*Directions*: In the entries below, format everything from the line containing "of the mouth" down to the line containing "pixel 479 342" as a JSON list of strings, one string per line, with both of those lines included and blank lines left out.

Coordinate labeling data:
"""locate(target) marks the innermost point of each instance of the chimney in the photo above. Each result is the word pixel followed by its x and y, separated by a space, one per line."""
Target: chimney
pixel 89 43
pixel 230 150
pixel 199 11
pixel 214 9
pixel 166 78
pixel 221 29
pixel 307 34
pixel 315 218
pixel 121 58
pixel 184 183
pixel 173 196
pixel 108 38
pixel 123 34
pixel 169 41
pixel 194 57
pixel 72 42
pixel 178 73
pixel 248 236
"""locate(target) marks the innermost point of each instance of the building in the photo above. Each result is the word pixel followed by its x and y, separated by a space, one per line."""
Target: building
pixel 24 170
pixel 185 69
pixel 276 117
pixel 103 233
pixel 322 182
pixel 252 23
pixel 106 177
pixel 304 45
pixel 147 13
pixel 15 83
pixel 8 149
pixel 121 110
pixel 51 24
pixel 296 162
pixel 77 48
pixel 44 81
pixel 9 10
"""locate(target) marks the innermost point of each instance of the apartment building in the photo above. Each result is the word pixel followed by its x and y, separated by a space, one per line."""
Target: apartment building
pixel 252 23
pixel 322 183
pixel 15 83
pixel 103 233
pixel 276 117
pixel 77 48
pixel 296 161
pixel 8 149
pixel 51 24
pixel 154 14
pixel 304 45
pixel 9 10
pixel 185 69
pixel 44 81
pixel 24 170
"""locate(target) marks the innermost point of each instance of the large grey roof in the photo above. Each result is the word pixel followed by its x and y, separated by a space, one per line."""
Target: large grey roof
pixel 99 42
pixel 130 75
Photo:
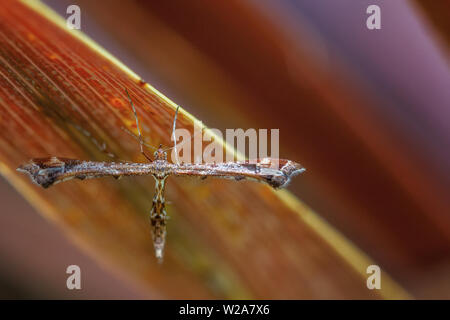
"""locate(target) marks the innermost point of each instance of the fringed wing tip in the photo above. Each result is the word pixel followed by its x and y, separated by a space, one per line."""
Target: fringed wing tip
pixel 43 172
pixel 289 170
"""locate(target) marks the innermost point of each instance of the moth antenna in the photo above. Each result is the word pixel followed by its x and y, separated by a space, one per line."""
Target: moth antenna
pixel 173 134
pixel 196 134
pixel 141 141
pixel 137 138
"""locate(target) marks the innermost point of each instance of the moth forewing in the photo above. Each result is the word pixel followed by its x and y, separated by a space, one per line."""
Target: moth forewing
pixel 260 170
pixel 49 171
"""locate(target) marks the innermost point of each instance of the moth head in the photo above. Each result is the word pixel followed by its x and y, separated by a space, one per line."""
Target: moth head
pixel 160 154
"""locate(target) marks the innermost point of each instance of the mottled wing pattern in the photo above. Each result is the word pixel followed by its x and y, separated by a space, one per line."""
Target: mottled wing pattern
pixel 49 171
pixel 275 172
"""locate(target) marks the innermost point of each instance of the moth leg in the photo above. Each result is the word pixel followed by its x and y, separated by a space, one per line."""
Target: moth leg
pixel 141 141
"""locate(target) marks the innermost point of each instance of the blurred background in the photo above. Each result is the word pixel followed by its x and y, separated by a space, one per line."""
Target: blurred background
pixel 366 111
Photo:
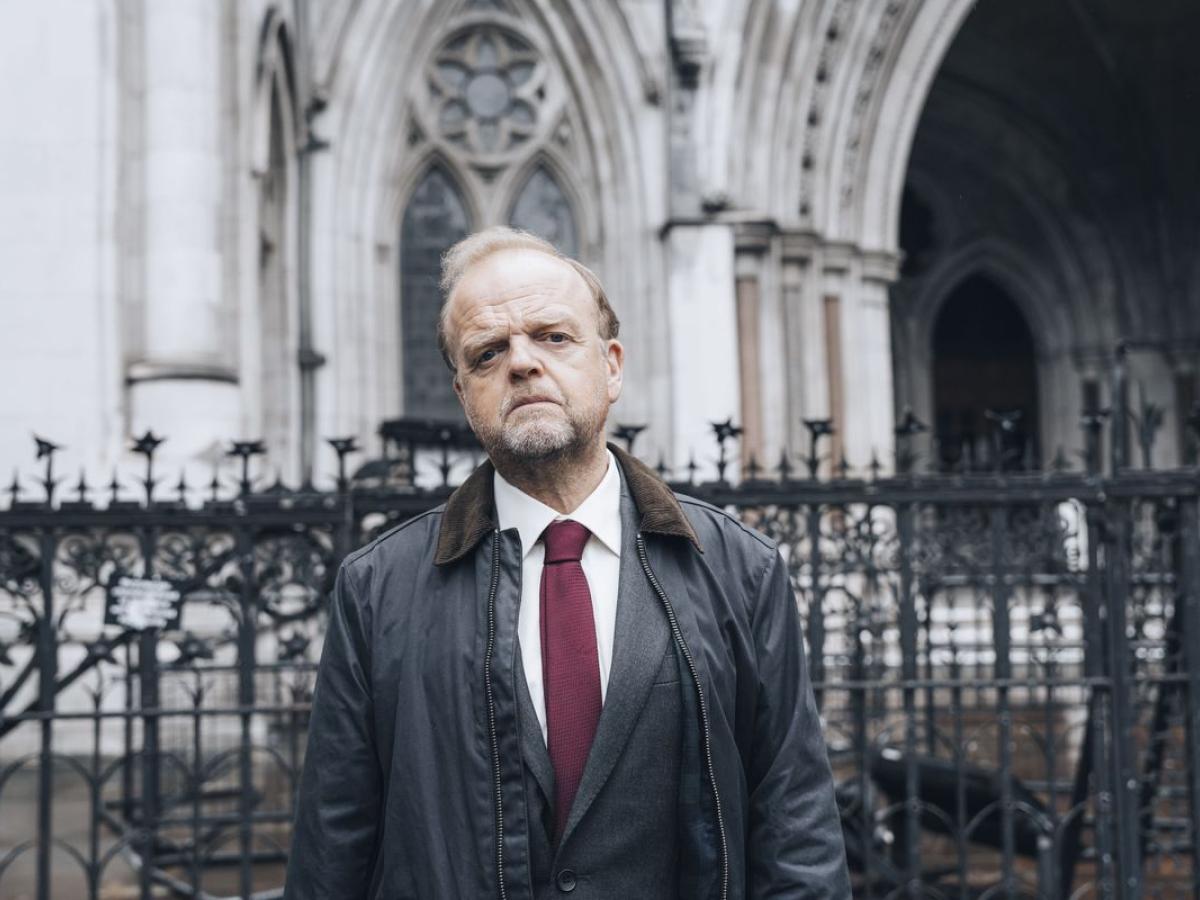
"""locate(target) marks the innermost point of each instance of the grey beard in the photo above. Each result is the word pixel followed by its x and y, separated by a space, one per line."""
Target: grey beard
pixel 537 448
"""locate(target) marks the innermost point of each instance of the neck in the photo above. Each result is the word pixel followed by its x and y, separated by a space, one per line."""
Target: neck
pixel 562 483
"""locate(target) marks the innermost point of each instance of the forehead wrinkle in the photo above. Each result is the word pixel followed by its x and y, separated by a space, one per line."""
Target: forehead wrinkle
pixel 492 292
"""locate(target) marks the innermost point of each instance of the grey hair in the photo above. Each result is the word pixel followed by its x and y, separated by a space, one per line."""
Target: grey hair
pixel 478 246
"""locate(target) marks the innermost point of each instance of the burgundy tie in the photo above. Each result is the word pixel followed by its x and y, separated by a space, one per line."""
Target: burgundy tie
pixel 569 661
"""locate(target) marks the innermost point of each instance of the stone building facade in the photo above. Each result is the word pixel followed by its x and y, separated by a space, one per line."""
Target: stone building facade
pixel 222 217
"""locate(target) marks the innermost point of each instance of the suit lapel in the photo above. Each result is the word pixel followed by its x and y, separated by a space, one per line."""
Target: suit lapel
pixel 640 642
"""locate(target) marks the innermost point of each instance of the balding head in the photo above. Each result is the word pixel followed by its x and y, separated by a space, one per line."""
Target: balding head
pixel 477 247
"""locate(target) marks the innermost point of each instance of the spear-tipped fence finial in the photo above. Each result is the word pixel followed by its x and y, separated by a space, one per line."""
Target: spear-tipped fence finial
pixel 1092 423
pixel 147 445
pixel 1147 421
pixel 244 450
pixel 784 467
pixel 46 450
pixel 663 468
pixel 1193 423
pixel 819 429
pixel 723 432
pixel 343 448
pixel 907 429
pixel 1003 429
pixel 628 433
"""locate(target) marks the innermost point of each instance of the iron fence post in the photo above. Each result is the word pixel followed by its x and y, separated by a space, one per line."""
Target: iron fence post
pixel 1126 793
pixel 816 618
pixel 911 828
pixel 149 702
pixel 247 637
pixel 48 673
pixel 1189 597
pixel 1003 672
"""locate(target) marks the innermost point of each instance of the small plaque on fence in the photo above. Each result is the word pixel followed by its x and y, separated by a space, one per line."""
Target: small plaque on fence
pixel 142 604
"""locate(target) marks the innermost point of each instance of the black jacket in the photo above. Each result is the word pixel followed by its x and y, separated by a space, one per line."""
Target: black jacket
pixel 413 781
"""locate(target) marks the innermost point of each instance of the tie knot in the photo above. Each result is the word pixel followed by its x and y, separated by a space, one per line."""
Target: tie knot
pixel 564 541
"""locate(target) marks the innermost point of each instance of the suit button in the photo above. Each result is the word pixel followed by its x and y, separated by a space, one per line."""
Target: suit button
pixel 565 881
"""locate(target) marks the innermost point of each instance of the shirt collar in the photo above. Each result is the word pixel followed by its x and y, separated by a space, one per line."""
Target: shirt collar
pixel 599 513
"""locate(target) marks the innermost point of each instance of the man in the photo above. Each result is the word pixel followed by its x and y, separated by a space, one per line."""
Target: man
pixel 567 679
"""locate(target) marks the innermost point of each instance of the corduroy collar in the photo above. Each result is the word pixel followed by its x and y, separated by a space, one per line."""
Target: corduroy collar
pixel 471 509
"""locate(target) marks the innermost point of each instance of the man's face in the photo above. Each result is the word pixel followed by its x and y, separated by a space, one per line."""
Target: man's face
pixel 534 376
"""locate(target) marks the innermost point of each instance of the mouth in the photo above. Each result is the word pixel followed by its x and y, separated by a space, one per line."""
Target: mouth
pixel 531 401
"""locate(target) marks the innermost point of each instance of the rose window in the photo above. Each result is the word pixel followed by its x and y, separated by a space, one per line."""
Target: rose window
pixel 487 87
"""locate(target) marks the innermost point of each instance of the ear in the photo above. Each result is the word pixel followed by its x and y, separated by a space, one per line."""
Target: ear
pixel 615 360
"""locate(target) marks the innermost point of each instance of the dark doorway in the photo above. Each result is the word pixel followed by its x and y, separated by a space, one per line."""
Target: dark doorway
pixel 985 384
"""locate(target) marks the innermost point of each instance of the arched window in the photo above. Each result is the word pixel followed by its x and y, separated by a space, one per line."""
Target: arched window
pixel 543 208
pixel 435 219
pixel 985 383
pixel 495 111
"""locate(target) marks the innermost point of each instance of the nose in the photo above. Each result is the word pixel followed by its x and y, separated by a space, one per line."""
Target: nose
pixel 523 360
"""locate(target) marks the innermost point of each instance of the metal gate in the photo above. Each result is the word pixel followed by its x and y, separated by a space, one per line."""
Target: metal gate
pixel 1006 665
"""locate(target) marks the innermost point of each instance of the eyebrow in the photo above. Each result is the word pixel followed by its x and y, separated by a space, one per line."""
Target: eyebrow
pixel 479 342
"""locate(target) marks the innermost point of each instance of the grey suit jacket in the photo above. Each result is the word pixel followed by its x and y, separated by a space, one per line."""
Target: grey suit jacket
pixel 621 834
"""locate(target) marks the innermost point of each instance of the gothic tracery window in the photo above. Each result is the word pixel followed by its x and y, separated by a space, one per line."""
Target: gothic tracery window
pixel 543 208
pixel 436 219
pixel 492 101
pixel 487 84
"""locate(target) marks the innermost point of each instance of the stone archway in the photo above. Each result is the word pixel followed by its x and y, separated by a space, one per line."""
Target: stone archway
pixel 382 59
pixel 1044 132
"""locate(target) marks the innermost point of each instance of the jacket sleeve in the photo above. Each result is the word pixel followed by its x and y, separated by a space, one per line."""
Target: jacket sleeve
pixel 339 802
pixel 795 844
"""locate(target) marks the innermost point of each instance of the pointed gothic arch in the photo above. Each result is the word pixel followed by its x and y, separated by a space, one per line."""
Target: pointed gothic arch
pixel 274 378
pixel 540 203
pixel 436 216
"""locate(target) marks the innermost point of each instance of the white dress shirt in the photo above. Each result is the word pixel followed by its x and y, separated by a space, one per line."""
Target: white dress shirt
pixel 600 514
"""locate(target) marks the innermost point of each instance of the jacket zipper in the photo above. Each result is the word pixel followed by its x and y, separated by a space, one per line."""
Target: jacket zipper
pixel 491 712
pixel 703 711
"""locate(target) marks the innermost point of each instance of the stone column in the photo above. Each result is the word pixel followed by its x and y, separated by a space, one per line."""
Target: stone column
pixel 751 241
pixel 703 340
pixel 183 378
pixel 867 354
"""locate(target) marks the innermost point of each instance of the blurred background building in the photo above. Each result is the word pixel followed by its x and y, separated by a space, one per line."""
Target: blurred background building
pixel 222 219
pixel 879 235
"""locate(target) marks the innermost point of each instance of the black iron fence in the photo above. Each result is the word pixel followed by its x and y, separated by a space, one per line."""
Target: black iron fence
pixel 1006 663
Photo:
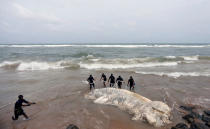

*Completed task*:
[
  "\"\"\"locate(target) marks the innermost point of each instance of the mouth in the photo above. Each result is the word pixel followed by its x and y, separated by a space, one per line.\"\"\"",
  "Target: mouth",
  "pixel 531 401",
  "\"\"\"locate(target) marks the innermost point of each instance of the rose window in the photo above. Each result is the word pixel followed by its x and y, separated by a space, one per line.\"\"\"",
  "Target: rose window",
  "pixel 487 87",
  "\"\"\"locate(target) marks the innermost point of each instance of the ear in the photo above. Each result is the word pixel followed by its x and y, separated by a space, one per line.\"\"\"",
  "Target: ear",
  "pixel 615 360",
  "\"\"\"locate(target) marks the innermost point of each instance of the dark doorway in the photo above. Each result is the word pixel followed by its x and y, separated by a space, one per line.\"\"\"",
  "Target: dark doorway",
  "pixel 985 384",
  "\"\"\"locate(target) marks the innermost point of each instance of the arched window in the photo above. Each result is the word pixel followed by its x and y, separated by a space, one per line.\"\"\"",
  "Target: arched window",
  "pixel 543 208",
  "pixel 435 219",
  "pixel 985 383",
  "pixel 495 111",
  "\"\"\"locate(target) marks the innermost point of each instance of the nose in the photo above. Each result is the word pixel followed by its x and y, separated by a space, one per line.\"\"\"",
  "Target: nose",
  "pixel 523 360",
  "\"\"\"locate(target) marks the innermost point of each instance of the metal gate in the photo above. Each result is the word pixel followed by its x and y, separated by a space, one per line.\"\"\"",
  "Target: metal gate",
  "pixel 1006 665",
  "\"\"\"locate(target) marks the innermost point of each instance of the eyebrow in the photo above. Each result is the word pixel followed by its x and y, separated by a space, one per line.\"\"\"",
  "Target: eyebrow",
  "pixel 479 342"
]